Your goal: Report how many lines in the entries below contain the string "orange", matching case exactly. Give only the number.

───── Records provided ─────

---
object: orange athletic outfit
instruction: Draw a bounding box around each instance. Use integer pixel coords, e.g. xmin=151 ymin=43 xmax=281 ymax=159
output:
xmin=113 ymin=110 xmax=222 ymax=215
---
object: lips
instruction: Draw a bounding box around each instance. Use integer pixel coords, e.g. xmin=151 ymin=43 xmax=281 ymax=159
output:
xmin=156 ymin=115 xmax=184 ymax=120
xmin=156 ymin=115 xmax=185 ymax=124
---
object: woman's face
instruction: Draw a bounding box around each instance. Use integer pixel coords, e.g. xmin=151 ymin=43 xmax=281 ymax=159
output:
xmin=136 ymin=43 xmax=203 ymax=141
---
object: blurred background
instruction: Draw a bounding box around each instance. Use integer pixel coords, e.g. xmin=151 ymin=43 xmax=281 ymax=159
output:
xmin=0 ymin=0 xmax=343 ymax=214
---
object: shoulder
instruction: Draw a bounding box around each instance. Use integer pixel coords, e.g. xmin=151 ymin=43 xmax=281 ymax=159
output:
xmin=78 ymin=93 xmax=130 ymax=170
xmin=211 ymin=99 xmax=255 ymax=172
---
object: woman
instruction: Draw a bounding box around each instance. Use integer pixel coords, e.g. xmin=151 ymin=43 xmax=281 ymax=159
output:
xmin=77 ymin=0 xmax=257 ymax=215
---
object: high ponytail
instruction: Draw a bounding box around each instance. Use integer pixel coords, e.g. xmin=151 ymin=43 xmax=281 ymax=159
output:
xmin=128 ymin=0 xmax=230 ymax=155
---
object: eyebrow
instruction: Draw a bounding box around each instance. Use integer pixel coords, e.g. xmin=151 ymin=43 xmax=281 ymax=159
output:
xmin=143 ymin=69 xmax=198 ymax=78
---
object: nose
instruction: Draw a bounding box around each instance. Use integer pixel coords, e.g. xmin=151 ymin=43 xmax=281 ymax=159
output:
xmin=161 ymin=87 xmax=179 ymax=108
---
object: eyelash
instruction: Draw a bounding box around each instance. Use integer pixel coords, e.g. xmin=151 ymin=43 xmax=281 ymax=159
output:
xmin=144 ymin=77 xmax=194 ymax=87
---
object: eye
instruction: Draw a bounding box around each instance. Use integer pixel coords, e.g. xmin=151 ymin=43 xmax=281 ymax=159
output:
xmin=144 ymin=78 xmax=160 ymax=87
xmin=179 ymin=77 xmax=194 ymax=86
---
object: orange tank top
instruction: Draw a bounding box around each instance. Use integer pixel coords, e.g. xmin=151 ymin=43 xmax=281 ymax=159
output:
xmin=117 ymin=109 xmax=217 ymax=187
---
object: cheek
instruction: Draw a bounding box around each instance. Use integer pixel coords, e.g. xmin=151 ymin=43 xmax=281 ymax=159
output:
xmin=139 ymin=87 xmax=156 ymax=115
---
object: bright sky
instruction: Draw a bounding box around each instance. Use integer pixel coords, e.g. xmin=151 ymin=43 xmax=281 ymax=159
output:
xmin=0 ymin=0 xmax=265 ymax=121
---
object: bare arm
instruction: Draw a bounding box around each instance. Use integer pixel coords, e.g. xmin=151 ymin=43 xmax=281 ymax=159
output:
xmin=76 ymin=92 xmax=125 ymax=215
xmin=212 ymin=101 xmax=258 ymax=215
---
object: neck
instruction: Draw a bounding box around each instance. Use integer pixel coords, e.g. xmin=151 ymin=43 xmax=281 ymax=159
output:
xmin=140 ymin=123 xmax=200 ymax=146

─────

Answer below: 2